- WHAT YOU ARE ASKED TO DO: Every line below should be repeated exactly.

[BEGIN DATA SHOWN]

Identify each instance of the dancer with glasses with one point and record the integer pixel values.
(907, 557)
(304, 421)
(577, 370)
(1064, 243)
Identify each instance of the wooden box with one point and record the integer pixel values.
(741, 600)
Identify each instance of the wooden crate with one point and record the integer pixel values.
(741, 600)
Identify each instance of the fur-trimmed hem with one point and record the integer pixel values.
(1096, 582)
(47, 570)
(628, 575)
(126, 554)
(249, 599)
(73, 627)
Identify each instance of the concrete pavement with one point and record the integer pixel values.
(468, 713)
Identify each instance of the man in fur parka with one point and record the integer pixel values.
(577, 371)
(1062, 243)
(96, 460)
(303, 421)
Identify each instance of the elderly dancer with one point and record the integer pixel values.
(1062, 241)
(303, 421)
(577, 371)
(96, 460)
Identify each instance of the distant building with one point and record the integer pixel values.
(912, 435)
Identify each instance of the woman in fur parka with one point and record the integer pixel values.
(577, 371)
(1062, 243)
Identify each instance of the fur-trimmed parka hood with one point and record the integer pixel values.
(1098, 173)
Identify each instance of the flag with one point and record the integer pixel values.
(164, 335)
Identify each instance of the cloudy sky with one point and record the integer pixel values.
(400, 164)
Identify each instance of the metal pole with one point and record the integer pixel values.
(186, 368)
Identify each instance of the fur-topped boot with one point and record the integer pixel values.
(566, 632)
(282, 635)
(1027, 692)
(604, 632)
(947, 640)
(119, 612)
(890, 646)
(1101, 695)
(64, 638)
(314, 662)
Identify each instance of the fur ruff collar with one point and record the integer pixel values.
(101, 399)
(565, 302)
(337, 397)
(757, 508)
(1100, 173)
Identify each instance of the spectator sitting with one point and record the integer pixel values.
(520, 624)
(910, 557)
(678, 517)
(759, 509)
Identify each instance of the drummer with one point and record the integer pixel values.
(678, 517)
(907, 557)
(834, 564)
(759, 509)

[END DATA SHOWN]

- REPLY TO THE TASK:
Identify each instance of the dancer with glasses with one point and record the integer pixel values.
(907, 557)
(304, 421)
(577, 370)
(1064, 243)
Identify each instance of the wooden box with one point and record the integer pixel values.
(741, 600)
Identify each instance of the wooden crate with one point and record the integer pixel values.
(741, 600)
Identify each instance of the fur-trimmed hem with one point and record the integer pixel values.
(1096, 582)
(47, 570)
(628, 575)
(126, 554)
(249, 599)
(73, 627)
Identify each instance of the concrete pavement with one point and record the integer pixel values.
(468, 713)
Identify each instance of the man in fur parka with one point and record the integer pixel values.
(577, 371)
(1062, 243)
(96, 460)
(303, 421)
Identify each instance of the elderly dancer with one point and record the integer pixel values.
(1062, 241)
(303, 421)
(577, 371)
(96, 460)
Identify each instance of the distant building with one point and record the integer pixel values.
(912, 435)
Identify each instance of the woman in fur parka with one point and record the integer pixel values.
(577, 371)
(1062, 243)
Identify each instance of the fur-trimmed parka hood with one point and record the integer pixel values.
(1098, 173)
Identify each instance of the flag with one point and record the integer pixel values.
(164, 335)
Identify each instance of the cloudy sky with one point and record the integer pixel values.
(400, 164)
Identify each instance of the metal pole with one point and record the integer pixel values.
(186, 368)
Identify each instance of the fur-topped boot with one point and record the integer pixel values.
(566, 632)
(282, 635)
(1027, 692)
(604, 632)
(947, 640)
(119, 612)
(890, 646)
(1101, 695)
(64, 638)
(314, 662)
Identify each instance of the fur ruff collar with one point and record the integer pixel values.
(101, 399)
(565, 302)
(337, 397)
(757, 508)
(1100, 173)
Identify each instance of the spectator sitting with one point and record the integer pixel values.
(520, 624)
(910, 557)
(678, 517)
(759, 509)
Identify each instance of the drummer with one point and record the integer pixel values.
(678, 517)
(907, 557)
(834, 564)
(759, 509)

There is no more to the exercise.